**Given text**
— start —

Package 'ojoutils'

Title: A Collection of Nifty Functions and Objects for OJO Analysts
Description: We find ourselves repeating the same simple tasks or running a series of R commands over and over again. No more!
Authors: Brancen Gregory [aut, cre], Andrew Bell [aut], Mason Counts [aut]
Maintainer: Brancen Gregory <[email protected]>
License: GPL (>= 3)
Version: 0.3.0
Built: 2026-05-30 09:15:43 UTC
Source: https://github.com/openjusticeok/ojoutils

Help Index


Count intervals over time periods

Description

Counts the number of active intervals for each time period (day, hour, etc.) given start and end dates. Useful for occupancy or population counts over time.

Usage

count_interval(
  data,
  start,
  end,
  period = "day",
  date_name = "date",
  count_name = "n",
  .by = character(),
  .fill = list(start = NULL, end = NULL),
  .inclusive = c(TRUE, TRUE)
)

Arguments

data

A data frame or Arrow table containing the interval data.

start

Character string. Name of the column containing interval start dates.

end

Character string. Name of the column containing interval end dates.

period

Character string. Time period for counting (e.g., "day", "hour", "week", "month", "quarter", "year"). Defaults to "day".

date_name

Character string. Name for the output date column. Defaults to "date".

count_name

Character string. Name for the output count column. Defaults to "n".

.by

Character vector. Column names to group by. Defaults to empty (no grouping).

.fill

Named list with "start" and "end" elements. Values to use when filling NA start/end dates. If NULL (default), uses min/max of data.

.inclusive

Logical vector of length 2. Whether start and end boundaries are inclusive. Defaults to c(TRUE, TRUE).

Value

A tibble with columns for date, count, and any grouping variables.

Examples

## Not run: 
# Basic usage
df <- data.frame(
  start = as.Date(c("2024-01-01", "2024-01-05")),
  end = as.Date(c("2024-01-03", "2024-01-06"))
)
count_interval(df, start = "start", end = "end", period = "day")

# With grouping
df <- data.frame(
  start = as.Date(c("2024-01-01", "2024-01-02")),
  end = as.Date(c("2024-01-03", "2024-01-04")),
  ward = c("A", "B")
)
count_interval(df, start = "start", end = "end", period = "day", .by = "ward")

## End(Not run)

Describe Change

Description

Generate descriptive statements about changes between two values.

Usage

describe_change(
  before,
  after,
  input_unit,
  output_unit,
  template = NULL,
  direction_phrases = c(increase = "increased by", decrease = "decreased by", none =
    "remained unchanged"),
  include_values = FALSE
)

Arguments

before

The initial numeric value to compare. For some unit combinations before must be non-zero to avoid divide-by-zero errors.

after

The numeric value to compare to the initial value.

input_unit

One of "number", "percent", or "ratio". Determines how the before and after values are treated.

output_unit

One of "number", "percent", "times", or "points". "points" may only be used when input_unit is "percent" or "ratio".

template

A {glue} template for the string returned when there is a change. Defaults are provided based on output_unit. Possible template variables are: direction, change, and unit.

direction_phrases

A named vector with three items: "increase", "decrease", and "none", used to customize either the default or custom template.

include_values

A logical value indicating whether to include before and after in the change description string.

— end —

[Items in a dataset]
— start —

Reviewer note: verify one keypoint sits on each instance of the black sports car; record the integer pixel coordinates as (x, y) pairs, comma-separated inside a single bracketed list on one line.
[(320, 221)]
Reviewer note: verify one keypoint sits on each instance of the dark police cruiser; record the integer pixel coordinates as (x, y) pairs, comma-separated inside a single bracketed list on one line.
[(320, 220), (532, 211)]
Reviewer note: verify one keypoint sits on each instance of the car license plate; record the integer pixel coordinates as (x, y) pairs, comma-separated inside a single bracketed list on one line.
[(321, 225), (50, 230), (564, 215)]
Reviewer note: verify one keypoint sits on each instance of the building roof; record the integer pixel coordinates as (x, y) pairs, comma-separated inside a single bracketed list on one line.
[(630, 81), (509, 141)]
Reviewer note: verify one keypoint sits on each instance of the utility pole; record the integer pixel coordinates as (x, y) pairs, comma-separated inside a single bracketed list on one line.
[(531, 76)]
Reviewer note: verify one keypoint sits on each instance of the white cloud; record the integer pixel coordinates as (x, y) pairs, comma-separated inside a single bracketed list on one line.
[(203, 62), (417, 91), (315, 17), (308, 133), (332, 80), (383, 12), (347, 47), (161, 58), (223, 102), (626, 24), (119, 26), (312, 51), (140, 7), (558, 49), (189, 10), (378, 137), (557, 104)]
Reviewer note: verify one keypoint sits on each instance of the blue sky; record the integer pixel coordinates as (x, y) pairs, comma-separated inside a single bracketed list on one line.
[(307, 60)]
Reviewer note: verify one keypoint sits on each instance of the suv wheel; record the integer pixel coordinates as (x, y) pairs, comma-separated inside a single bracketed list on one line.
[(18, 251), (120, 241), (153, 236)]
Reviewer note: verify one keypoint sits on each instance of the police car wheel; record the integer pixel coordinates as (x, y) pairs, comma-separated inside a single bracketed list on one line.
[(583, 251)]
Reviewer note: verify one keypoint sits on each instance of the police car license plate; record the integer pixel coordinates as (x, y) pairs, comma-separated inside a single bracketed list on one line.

— end —

**Problems and tasks**
1. Summarize the ojoutils help page in two sentences.
2. Give as a numbered list the rows from the line that contains "of the utility" through the last line of the rows, leaving out blank lines.
The ojoutils help page and the rows were drawn from separate sources.

**Responses to the tasks**
1. The ojoutils package collects simple functions and objects for OJO analysts so they no longer have to repeat the same tasks or R commands over and over. Its count_interval function counts the active intervals in each time period from start and end dates, and its describe_change function generates descriptive statements about the change between two values.

2.
1. Reviewer note: verify one keypoint sits on each instance of the utility pole; record the integer pixel coordinates as (x, y) pairs, comma-separated inside a single bracketed list on one line.
2. [(531, 76)]
3. Reviewer note: verify one keypoint sits on each instance of the white cloud; record the integer pixel coordinates as (x, y) pairs, comma-separated inside a single bracketed list on one line.
4. [(203, 62), (417, 91), (315, 17), (308, 133), (332, 80), (383, 12), (347, 47), (161, 58), (223, 102), (626, 24), (119, 26), (312, 51), (140, 7), (558, 49), (189, 10), (378, 137), (557, 104)]
5. Reviewer note: verify one keypoint sits on each instance of the blue sky; record the integer pixel coordinates as (x, y) pairs, comma-separated inside a single bracketed list on one line.
6. [(307, 60)]
7. Reviewer note: verify one keypoint sits on each instance of the suv wheel; record the integer pixel coordinates as (x, y) pairs, comma-separated inside a single bracketed list on one line.
8. [(18, 251), (120, 241), (153, 236)]
9. Reviewer note: verify one keypoint sits on each instance of the police car wheel; record the integer pixel coordinates as (x, y) pairs, comma-separated inside a single bracketed list on one line.
10. [(583, 251)]
11. Reviewer note: verify one keypoint sits on each instance of the police car license plate; record the integer pixel coordinates as (x, y) pairs, comma-separated inside a single bracketed list on one line.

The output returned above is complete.